Segment Start: TEXT

Besides the moral considerations, Iraq represented potential oil concessions and trade with Russia, China, and France. By 1997, sanctions were losing support and were about to crumble completely. For the majority of the council, and for much of the secretariat, since the U.S. veto was an insuperable obstacle to lifting sanctions, the Oil for Food program was seen primarily as a way to mitigate the effect of the sanctions on ordinary Iraqis by providing food supplies. In contrast, for Washington, whose basic assumptions the Volcker report reflects, the purpose of the Oil for Food program (to which it reluctantly agreed) was to maintain sanctions in the face of growing worldwide reluctance to cooperate.

Smuggling Condoned

Though a hostile conservative press has accused the Oil for Food program of providing billions of dollars to the Iraqi regime, most of the smuggling was already under way before the program was established. This was known to Western intelligence services and the media—or indeed anyone who wanted to know. The Americans and the British kept sending mixed messages—not officially condoning, but never overtly condemning Iraq’s oil trade with Western allies. Under Article 50 of the charter, Iraq’s neighbors, like Turkey and Jordan, were entitled to compensation for costs they incurred in maintaining sanctions. However, no one really wanted to pay up, least of all a U.S. administration that had for years found it difficult to obtain congressional approval of UN dues. So from the outset there was massive oil-trading, referred to as “smuggling” in the press and committee reports, across the borders to Jordan and Turkey, which the Volcker report confirms was well established by the time Oil for Food had begun.

The American-allied Kurds in the north siphoned a significant percentage from oil sales to Turkey that passed through their territory, and the Jordanian economy would have collapsed without the oil trade across the border—for which Amman did ask permission of the Sanctions Committee, which “noted” the request without delivering an opinion. It was the diplomatic equivalent of a wink and a nudge. The Western powers only began to be irritated about the “smuggling” in 1997, when Damascus negotiated a rapprochement with Iraq and later re-opened the Syrian pipeline. The flurry of indignation from the British and others was hard to sustain, as they could not explain why this was in any way more censorious than the leakage to Turkey and Jordan.

Segment End: TEXT
Segment Start: MATERIAL SUPPLIED

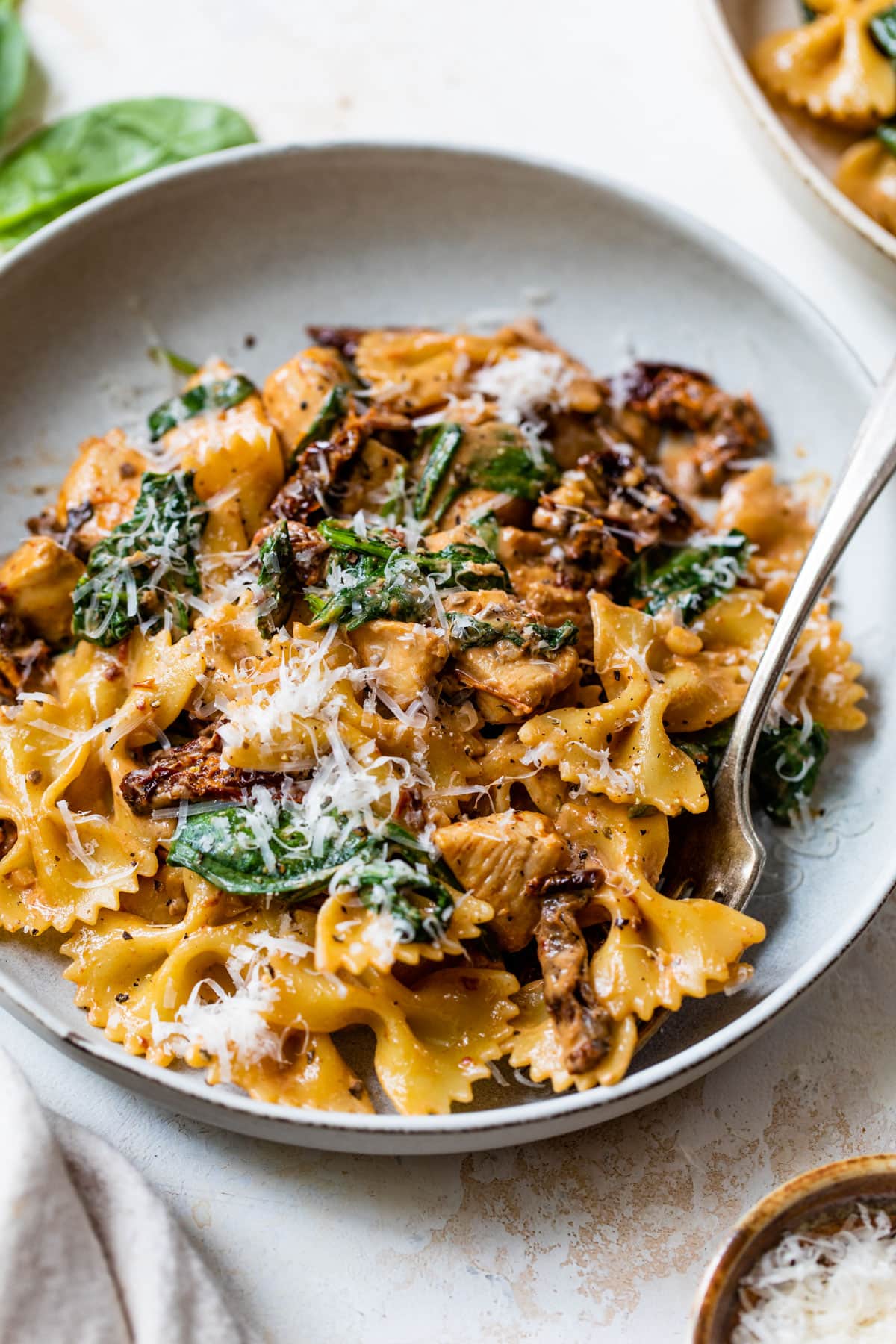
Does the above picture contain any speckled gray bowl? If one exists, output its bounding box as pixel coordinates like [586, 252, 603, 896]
[0, 145, 896, 1153]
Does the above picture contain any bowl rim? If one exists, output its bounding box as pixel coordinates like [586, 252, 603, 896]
[699, 0, 896, 261]
[692, 1152, 896, 1344]
[0, 138, 896, 1151]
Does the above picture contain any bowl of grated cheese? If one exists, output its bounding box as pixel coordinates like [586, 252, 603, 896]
[693, 1153, 896, 1344]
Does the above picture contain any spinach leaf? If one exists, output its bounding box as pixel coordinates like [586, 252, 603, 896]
[752, 723, 827, 827]
[466, 447, 559, 500]
[255, 519, 299, 640]
[168, 798, 454, 942]
[290, 383, 351, 470]
[146, 373, 257, 444]
[619, 531, 750, 625]
[0, 98, 255, 250]
[0, 0, 28, 137]
[868, 5, 896, 60]
[447, 612, 579, 653]
[414, 422, 464, 523]
[72, 472, 207, 648]
[146, 346, 199, 378]
[306, 519, 511, 630]
[874, 121, 896, 155]
[672, 719, 827, 827]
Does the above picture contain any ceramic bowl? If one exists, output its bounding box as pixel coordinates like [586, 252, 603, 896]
[0, 145, 896, 1153]
[700, 0, 896, 261]
[692, 1153, 896, 1344]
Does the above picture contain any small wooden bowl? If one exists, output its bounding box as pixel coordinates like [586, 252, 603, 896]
[692, 1153, 896, 1344]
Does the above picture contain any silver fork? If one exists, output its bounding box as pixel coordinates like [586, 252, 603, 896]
[662, 361, 896, 910]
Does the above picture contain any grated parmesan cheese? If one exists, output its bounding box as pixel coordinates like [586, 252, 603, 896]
[731, 1204, 896, 1344]
[470, 349, 573, 425]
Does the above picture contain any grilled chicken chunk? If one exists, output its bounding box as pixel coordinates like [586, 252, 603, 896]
[434, 812, 570, 951]
[620, 364, 768, 494]
[538, 874, 612, 1074]
[351, 621, 449, 709]
[0, 536, 84, 644]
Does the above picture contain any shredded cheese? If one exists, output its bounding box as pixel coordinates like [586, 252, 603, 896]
[731, 1204, 896, 1344]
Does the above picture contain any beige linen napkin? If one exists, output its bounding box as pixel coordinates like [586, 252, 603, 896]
[0, 1051, 251, 1344]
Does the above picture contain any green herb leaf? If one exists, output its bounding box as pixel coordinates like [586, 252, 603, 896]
[0, 98, 255, 249]
[148, 373, 257, 444]
[168, 796, 454, 942]
[874, 121, 896, 155]
[672, 719, 827, 827]
[0, 0, 28, 138]
[752, 723, 827, 827]
[414, 422, 464, 521]
[290, 383, 352, 469]
[868, 5, 896, 60]
[255, 519, 299, 640]
[72, 472, 208, 648]
[619, 531, 750, 625]
[466, 447, 559, 500]
[148, 346, 200, 378]
[447, 612, 579, 653]
[306, 519, 511, 630]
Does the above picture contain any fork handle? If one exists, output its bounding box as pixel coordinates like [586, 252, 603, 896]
[713, 360, 896, 833]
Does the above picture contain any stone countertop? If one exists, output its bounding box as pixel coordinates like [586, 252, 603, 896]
[0, 0, 896, 1344]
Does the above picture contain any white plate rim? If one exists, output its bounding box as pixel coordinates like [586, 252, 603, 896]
[699, 0, 896, 261]
[0, 140, 881, 1153]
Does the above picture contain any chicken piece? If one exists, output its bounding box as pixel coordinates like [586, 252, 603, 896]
[335, 438, 407, 520]
[538, 874, 612, 1074]
[262, 346, 355, 467]
[620, 364, 768, 494]
[121, 732, 286, 816]
[351, 621, 449, 709]
[444, 588, 579, 723]
[434, 812, 570, 951]
[0, 536, 84, 644]
[41, 429, 149, 556]
[497, 527, 595, 650]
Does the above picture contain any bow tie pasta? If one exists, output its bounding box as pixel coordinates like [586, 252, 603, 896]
[0, 323, 864, 1114]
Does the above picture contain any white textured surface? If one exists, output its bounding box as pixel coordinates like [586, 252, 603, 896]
[0, 0, 896, 1344]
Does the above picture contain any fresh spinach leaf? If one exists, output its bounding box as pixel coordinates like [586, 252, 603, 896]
[414, 422, 464, 521]
[72, 472, 208, 648]
[255, 519, 299, 640]
[148, 373, 257, 444]
[619, 531, 750, 625]
[466, 447, 559, 500]
[148, 346, 199, 378]
[0, 0, 28, 137]
[752, 723, 827, 827]
[290, 383, 351, 470]
[168, 798, 454, 942]
[0, 98, 255, 249]
[874, 121, 896, 155]
[868, 5, 896, 60]
[447, 612, 579, 653]
[306, 519, 511, 630]
[672, 719, 827, 827]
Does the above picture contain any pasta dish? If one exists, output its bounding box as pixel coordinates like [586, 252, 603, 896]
[0, 321, 864, 1114]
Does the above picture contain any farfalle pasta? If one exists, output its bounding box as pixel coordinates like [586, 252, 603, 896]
[0, 323, 864, 1114]
[752, 0, 896, 232]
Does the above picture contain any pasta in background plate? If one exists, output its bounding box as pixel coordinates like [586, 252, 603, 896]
[751, 0, 896, 232]
[0, 321, 865, 1114]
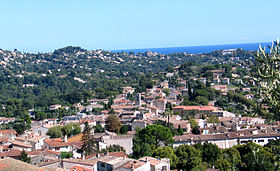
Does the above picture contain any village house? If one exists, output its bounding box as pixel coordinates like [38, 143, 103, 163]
[0, 129, 17, 140]
[43, 137, 72, 152]
[49, 104, 62, 110]
[173, 131, 280, 149]
[173, 106, 219, 118]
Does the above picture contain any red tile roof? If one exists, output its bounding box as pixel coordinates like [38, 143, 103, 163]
[0, 150, 21, 157]
[44, 138, 69, 147]
[0, 129, 17, 134]
[70, 166, 93, 171]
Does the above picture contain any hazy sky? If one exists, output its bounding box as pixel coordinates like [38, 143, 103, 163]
[0, 0, 280, 52]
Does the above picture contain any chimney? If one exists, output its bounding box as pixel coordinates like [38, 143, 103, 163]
[82, 152, 85, 160]
[63, 135, 67, 143]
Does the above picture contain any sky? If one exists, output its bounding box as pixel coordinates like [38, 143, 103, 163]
[0, 0, 280, 52]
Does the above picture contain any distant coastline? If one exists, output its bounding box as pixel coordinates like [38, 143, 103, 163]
[111, 42, 271, 54]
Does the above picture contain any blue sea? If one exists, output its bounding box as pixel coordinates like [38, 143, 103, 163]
[112, 42, 271, 54]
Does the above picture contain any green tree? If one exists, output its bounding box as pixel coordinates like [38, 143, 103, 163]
[175, 145, 202, 170]
[133, 125, 173, 158]
[236, 142, 276, 171]
[19, 150, 31, 163]
[223, 147, 241, 170]
[153, 146, 179, 169]
[100, 144, 125, 153]
[253, 39, 280, 120]
[61, 123, 81, 137]
[194, 96, 209, 105]
[215, 158, 231, 171]
[105, 114, 122, 132]
[47, 126, 63, 138]
[207, 115, 220, 124]
[177, 125, 184, 135]
[60, 152, 73, 159]
[162, 88, 170, 97]
[81, 122, 96, 156]
[120, 125, 128, 134]
[189, 119, 198, 128]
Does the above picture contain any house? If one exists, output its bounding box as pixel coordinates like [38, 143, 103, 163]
[0, 158, 47, 171]
[0, 150, 22, 159]
[131, 120, 147, 131]
[98, 135, 133, 154]
[198, 78, 207, 84]
[222, 78, 230, 84]
[27, 149, 60, 165]
[97, 156, 150, 171]
[49, 104, 62, 110]
[213, 78, 221, 84]
[139, 157, 170, 171]
[173, 106, 219, 118]
[0, 117, 15, 125]
[122, 87, 135, 94]
[44, 138, 72, 152]
[0, 129, 17, 140]
[30, 125, 49, 136]
[38, 159, 98, 171]
[152, 98, 167, 113]
[173, 131, 280, 149]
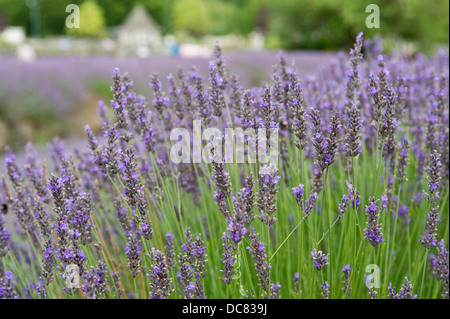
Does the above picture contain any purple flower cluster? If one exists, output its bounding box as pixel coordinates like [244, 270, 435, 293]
[364, 197, 384, 246]
[257, 165, 280, 226]
[388, 278, 417, 299]
[311, 248, 328, 270]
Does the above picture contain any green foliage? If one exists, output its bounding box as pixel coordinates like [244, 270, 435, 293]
[0, 0, 449, 50]
[173, 0, 212, 35]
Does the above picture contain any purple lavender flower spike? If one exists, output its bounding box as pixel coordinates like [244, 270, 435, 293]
[294, 272, 300, 294]
[436, 239, 449, 299]
[257, 165, 280, 226]
[292, 184, 305, 208]
[147, 248, 173, 299]
[0, 271, 19, 299]
[338, 194, 349, 218]
[388, 277, 417, 299]
[125, 234, 142, 278]
[247, 232, 271, 299]
[0, 214, 9, 258]
[320, 281, 330, 299]
[342, 265, 352, 298]
[220, 233, 236, 285]
[311, 248, 328, 270]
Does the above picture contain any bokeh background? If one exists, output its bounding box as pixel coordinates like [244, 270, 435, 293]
[0, 0, 449, 154]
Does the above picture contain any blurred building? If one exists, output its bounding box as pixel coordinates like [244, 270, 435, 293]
[116, 5, 162, 57]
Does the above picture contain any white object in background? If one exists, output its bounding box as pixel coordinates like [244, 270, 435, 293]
[2, 27, 26, 46]
[17, 44, 36, 62]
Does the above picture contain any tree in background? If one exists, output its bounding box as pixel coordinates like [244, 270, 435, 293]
[66, 0, 105, 37]
[0, 0, 449, 51]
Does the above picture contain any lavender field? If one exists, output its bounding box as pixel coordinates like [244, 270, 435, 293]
[0, 33, 449, 299]
[0, 51, 334, 151]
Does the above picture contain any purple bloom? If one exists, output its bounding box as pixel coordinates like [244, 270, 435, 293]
[311, 248, 328, 270]
[257, 166, 280, 226]
[220, 233, 236, 285]
[364, 197, 384, 246]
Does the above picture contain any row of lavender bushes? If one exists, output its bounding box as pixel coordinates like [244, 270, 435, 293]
[0, 52, 331, 153]
[0, 34, 449, 299]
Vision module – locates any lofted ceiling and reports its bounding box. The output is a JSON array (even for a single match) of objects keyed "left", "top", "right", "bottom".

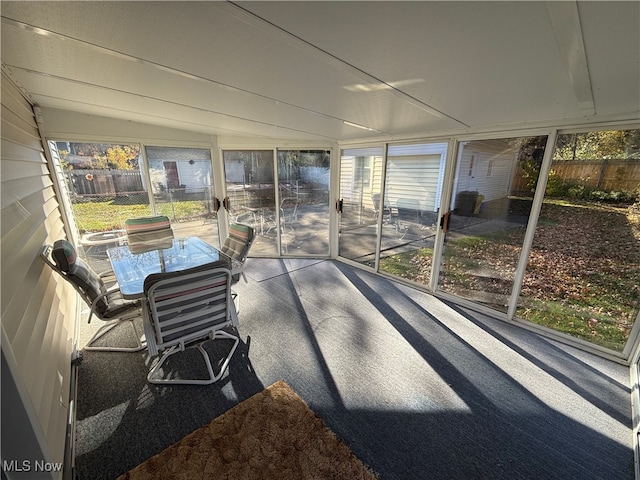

Segment End: MATERIAL SUPPLIED

- **TASK DETAILS**:
Write out the passage on the Oil for Food program word for word, from "Besides the moral" to "reluctance to cooperate.". The material comes from a different source than the text.

- **TASK RESULT**:
Besides the moral considerations, Iraq represented potential oil concessions and trade with Russia, China, and France. By 1997, sanctions were losing support and were about to crumble completely. For the majority of the council, and for much of the secretariat, since the U.S. veto was an insuperable obstacle to lifting sanctions, the Oil for Food program was seen primarily as a way to mitigate the effect of the sanctions on ordinary Iraqis by providing food supplies. In contrast, for Washington, whose basic assumptions the Volcker report reflects, the purpose of the Oil for Food program (to which it reluctantly agreed) was to maintain sanctions in the face of growing worldwide reluctance to cooperate.